__Goal__
Copy the items from the line with "Identify all instances of finger." up to and including the line with "[651,304,877,535]", reproducing each line exactly.

__Data shown__
=====

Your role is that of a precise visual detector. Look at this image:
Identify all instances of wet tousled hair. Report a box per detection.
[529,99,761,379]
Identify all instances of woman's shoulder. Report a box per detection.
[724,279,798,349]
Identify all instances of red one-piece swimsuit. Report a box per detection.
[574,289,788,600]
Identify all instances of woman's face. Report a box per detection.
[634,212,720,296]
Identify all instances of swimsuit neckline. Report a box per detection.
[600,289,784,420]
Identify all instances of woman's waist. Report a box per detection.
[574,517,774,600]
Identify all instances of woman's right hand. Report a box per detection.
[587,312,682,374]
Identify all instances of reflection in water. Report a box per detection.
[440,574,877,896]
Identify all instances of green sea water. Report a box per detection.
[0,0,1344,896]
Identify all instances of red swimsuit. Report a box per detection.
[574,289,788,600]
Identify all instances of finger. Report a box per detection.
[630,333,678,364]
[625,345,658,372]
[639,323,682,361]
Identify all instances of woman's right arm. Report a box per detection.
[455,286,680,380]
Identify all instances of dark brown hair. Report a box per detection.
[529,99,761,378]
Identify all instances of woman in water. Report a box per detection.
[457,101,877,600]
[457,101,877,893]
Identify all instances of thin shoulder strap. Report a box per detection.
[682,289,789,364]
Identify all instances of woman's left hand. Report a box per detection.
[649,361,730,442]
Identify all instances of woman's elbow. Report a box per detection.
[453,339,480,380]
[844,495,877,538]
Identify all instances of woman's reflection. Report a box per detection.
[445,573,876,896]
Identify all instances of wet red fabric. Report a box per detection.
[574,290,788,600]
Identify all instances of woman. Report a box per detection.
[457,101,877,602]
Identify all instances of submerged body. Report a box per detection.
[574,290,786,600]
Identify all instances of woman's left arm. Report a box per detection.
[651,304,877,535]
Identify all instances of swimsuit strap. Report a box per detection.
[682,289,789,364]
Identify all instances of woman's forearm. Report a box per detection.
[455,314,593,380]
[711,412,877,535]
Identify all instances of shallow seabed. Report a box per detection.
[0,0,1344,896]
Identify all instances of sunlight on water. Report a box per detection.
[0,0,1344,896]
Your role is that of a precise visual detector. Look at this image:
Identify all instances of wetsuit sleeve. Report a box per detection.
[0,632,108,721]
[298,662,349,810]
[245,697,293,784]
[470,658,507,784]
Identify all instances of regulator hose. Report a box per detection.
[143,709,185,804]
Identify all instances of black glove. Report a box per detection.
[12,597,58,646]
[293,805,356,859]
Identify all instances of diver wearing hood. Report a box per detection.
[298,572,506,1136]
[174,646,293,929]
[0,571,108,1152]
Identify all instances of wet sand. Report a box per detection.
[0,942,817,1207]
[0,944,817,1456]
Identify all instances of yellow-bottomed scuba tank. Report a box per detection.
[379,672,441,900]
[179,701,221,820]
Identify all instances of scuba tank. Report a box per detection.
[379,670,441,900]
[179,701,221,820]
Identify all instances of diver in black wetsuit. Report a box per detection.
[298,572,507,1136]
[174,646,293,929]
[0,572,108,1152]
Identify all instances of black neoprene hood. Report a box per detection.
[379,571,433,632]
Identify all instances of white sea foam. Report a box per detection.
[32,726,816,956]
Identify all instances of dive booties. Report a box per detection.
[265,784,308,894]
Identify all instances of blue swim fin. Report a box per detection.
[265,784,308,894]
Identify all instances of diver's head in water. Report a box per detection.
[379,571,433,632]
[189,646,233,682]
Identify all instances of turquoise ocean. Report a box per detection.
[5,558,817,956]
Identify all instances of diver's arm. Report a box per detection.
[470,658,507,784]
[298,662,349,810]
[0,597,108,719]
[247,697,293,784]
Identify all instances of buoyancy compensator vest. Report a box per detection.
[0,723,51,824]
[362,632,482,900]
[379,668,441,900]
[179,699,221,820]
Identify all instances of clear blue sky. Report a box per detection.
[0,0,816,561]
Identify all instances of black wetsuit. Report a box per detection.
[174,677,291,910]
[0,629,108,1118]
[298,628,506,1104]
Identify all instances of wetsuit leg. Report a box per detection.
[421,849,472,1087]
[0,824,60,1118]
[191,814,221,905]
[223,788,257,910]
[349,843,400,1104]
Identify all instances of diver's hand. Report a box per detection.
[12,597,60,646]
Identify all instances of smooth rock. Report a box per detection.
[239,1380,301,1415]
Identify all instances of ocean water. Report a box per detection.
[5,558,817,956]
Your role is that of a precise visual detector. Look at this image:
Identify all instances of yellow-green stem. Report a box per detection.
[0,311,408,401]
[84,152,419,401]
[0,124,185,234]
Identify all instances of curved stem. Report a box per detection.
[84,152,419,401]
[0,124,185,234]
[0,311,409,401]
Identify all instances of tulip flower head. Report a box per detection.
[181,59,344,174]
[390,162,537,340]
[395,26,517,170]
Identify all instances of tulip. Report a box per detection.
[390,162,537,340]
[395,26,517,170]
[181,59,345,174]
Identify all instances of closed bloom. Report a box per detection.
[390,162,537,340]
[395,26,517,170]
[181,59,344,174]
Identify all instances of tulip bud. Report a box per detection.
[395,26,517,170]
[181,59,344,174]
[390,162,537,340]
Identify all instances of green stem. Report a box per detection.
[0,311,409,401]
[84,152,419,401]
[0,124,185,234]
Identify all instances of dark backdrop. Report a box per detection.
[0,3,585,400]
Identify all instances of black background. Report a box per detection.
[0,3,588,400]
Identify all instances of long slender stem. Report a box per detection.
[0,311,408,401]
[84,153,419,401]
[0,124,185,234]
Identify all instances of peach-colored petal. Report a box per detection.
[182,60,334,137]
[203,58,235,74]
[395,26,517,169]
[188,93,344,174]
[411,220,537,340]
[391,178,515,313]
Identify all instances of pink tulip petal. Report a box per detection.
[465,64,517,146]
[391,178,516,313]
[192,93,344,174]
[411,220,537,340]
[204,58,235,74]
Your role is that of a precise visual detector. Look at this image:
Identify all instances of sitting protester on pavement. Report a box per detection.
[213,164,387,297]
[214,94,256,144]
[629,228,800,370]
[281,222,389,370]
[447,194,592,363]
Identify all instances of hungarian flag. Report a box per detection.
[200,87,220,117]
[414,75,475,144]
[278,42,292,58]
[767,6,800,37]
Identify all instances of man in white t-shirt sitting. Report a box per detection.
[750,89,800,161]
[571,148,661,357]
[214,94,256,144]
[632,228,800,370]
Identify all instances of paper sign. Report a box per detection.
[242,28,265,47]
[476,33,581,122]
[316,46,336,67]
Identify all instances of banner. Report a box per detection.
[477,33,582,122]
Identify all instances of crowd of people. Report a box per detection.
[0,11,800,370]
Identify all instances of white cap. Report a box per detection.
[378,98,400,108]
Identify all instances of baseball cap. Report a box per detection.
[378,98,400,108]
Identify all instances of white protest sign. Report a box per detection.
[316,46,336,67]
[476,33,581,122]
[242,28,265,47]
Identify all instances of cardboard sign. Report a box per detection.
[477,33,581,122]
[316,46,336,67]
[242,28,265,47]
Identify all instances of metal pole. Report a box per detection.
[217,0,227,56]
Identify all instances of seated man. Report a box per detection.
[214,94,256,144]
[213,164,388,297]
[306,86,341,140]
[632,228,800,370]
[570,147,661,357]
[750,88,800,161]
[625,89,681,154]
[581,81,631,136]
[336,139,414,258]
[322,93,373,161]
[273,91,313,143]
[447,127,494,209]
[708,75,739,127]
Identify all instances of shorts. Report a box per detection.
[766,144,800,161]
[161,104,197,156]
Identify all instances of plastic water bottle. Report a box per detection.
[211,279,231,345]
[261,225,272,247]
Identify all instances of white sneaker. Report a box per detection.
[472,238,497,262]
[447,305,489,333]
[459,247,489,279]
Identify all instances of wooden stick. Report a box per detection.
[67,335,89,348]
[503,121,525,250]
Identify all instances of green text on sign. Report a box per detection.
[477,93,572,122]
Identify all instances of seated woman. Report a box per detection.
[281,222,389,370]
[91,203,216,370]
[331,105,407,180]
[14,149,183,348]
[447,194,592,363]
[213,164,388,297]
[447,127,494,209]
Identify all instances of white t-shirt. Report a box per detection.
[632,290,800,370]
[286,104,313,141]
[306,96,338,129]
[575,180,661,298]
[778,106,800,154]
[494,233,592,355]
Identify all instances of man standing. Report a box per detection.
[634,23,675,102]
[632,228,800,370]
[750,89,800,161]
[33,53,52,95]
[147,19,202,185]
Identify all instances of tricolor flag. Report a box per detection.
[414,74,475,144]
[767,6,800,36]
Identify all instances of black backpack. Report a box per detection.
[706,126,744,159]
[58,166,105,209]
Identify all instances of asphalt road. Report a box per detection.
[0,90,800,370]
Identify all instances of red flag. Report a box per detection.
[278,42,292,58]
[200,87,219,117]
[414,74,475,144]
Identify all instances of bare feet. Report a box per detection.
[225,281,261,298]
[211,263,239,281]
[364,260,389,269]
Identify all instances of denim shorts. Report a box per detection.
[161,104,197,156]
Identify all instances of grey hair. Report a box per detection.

=====

__Answer to the task__
Identify all instances of finger. Report a box per detection.
[630,333,678,364]
[625,345,658,372]
[639,323,682,361]
Identify all instances of woman's right arm. Report a box per detection.
[455,286,680,380]
Identify all instances of dark brown hair. Report a box per detection.
[529,99,761,378]
Identify all instances of woman in water. Report a box per detection.
[457,101,877,600]
[457,101,877,893]
Identify all instances of thin shoulder strap. Report a box per detection.
[682,289,789,364]
Identify all instances of woman's left hand. Report a box per detection.
[649,361,730,442]
Identify all instances of woman's elbow. Report a box per detection.
[453,339,480,380]
[844,495,877,538]
Identify all instances of woman's reflection. Report a box per detection.
[445,573,876,896]
Identify all instances of wet red fabric. Report a box per detection.
[574,290,788,600]
Identify all instances of woman. Report a box per detection.
[457,101,877,602]
Identify all instances of submerged body. Report a box per detection.
[574,290,786,600]
Identify all instances of woman's left arm. Report a box per detection.
[651,304,877,535]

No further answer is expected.